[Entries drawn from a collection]

━━━━━━━━━━━━━━━━

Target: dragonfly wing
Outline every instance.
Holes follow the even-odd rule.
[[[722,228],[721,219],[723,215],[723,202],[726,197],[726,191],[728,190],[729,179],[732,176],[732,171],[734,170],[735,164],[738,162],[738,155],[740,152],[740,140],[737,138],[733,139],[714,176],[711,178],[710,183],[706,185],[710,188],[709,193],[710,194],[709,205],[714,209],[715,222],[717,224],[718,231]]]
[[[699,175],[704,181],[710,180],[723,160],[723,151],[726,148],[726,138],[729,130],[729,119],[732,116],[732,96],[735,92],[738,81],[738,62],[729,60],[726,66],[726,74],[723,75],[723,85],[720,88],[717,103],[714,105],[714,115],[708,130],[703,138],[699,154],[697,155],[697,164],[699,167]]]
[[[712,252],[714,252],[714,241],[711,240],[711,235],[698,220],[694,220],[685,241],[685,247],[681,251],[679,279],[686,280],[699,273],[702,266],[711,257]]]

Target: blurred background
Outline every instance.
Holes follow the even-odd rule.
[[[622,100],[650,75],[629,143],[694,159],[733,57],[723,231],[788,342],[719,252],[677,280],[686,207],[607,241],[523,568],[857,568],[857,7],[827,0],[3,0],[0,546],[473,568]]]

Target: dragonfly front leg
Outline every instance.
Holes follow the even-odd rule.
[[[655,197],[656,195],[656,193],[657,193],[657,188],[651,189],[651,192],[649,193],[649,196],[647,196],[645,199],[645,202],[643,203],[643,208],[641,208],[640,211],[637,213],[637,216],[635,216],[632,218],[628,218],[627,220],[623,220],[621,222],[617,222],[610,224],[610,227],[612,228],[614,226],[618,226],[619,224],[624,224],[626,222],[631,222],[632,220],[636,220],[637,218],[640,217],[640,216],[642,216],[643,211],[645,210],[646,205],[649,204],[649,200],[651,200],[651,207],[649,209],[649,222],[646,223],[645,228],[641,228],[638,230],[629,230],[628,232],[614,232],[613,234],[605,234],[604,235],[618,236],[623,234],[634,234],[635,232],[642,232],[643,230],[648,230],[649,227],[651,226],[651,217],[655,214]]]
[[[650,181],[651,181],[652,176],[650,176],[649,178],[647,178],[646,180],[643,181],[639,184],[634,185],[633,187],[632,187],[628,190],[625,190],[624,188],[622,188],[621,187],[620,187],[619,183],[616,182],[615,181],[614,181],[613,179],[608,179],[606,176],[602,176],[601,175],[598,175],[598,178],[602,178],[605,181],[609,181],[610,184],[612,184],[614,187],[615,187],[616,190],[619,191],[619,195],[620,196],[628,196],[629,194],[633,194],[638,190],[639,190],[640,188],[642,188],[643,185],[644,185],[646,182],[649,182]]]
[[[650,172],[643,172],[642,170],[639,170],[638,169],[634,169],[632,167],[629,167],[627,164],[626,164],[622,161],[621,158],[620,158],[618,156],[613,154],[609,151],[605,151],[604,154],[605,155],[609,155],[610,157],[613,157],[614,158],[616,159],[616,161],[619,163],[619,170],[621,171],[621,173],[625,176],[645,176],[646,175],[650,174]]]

━━━━━━━━━━━━━━━━

WHAT THIS TASK INVOLVES:
Copy every line of the records above without changing a single character.

RESULT OF THE TASK:
Target: dragonfly wing
Outline every instance.
Holes follow the even-odd rule.
[[[722,228],[721,219],[723,215],[723,202],[726,197],[726,191],[728,190],[729,179],[732,176],[732,171],[734,170],[735,164],[738,162],[738,155],[740,152],[740,140],[737,138],[733,139],[714,176],[711,178],[710,183],[706,185],[710,188],[709,193],[710,194],[709,205],[714,209],[715,222],[717,224],[718,231]]]
[[[699,175],[704,181],[710,180],[723,160],[723,151],[726,148],[726,138],[729,130],[729,119],[732,116],[732,96],[735,92],[738,81],[738,62],[729,60],[726,66],[726,74],[723,75],[723,85],[720,88],[717,103],[714,105],[714,115],[708,130],[703,138],[699,154],[697,155],[697,164],[699,167]]]
[[[712,252],[714,252],[714,241],[711,240],[711,235],[698,220],[694,220],[685,241],[685,247],[681,251],[679,279],[686,280],[699,273],[702,266],[711,257]]]

Target: blurred background
Outline every instance.
Holes follow the even-odd rule.
[[[622,100],[650,75],[629,143],[694,159],[733,57],[723,231],[788,342],[719,252],[677,280],[686,207],[607,241],[523,568],[857,568],[857,7],[827,0],[3,0],[0,546],[473,568]]]

Target: dragonfly front leg
Outline every instance.
Holes follow the even-odd rule.
[[[655,197],[656,195],[656,193],[657,193],[657,188],[651,189],[651,192],[649,193],[649,196],[647,196],[645,199],[645,202],[643,203],[643,208],[641,208],[640,211],[637,213],[637,216],[635,216],[632,218],[628,218],[627,220],[623,220],[621,222],[617,222],[610,224],[610,227],[612,228],[614,226],[618,226],[619,224],[624,224],[626,222],[631,222],[632,220],[636,220],[637,218],[640,217],[640,216],[642,216],[643,211],[645,210],[646,205],[649,204],[649,200],[651,200],[651,207],[649,209],[649,222],[646,223],[645,228],[641,228],[638,230],[629,230],[628,232],[614,232],[613,234],[605,234],[604,235],[618,236],[623,234],[634,234],[635,232],[642,232],[643,230],[648,230],[649,227],[651,226],[651,217],[655,214]]]
[[[650,181],[651,181],[652,176],[650,176],[649,178],[647,178],[646,180],[643,181],[639,184],[634,185],[633,187],[632,187],[628,190],[625,190],[624,188],[622,188],[621,187],[620,187],[619,183],[616,182],[615,181],[614,181],[613,179],[608,179],[606,176],[602,176],[601,175],[598,175],[598,178],[602,178],[605,181],[609,181],[610,184],[612,184],[614,187],[615,187],[616,190],[619,191],[619,195],[620,196],[628,196],[629,194],[633,194],[638,190],[639,190],[640,188],[642,188],[643,185],[644,185],[646,182],[649,182]]]
[[[650,172],[643,172],[642,170],[639,170],[638,169],[634,169],[632,167],[629,167],[627,164],[626,164],[622,161],[621,158],[620,158],[618,156],[613,154],[609,151],[605,151],[604,154],[605,155],[609,155],[610,157],[613,157],[614,158],[616,159],[616,161],[619,163],[619,170],[621,171],[621,173],[625,176],[645,176],[646,175],[650,174]]]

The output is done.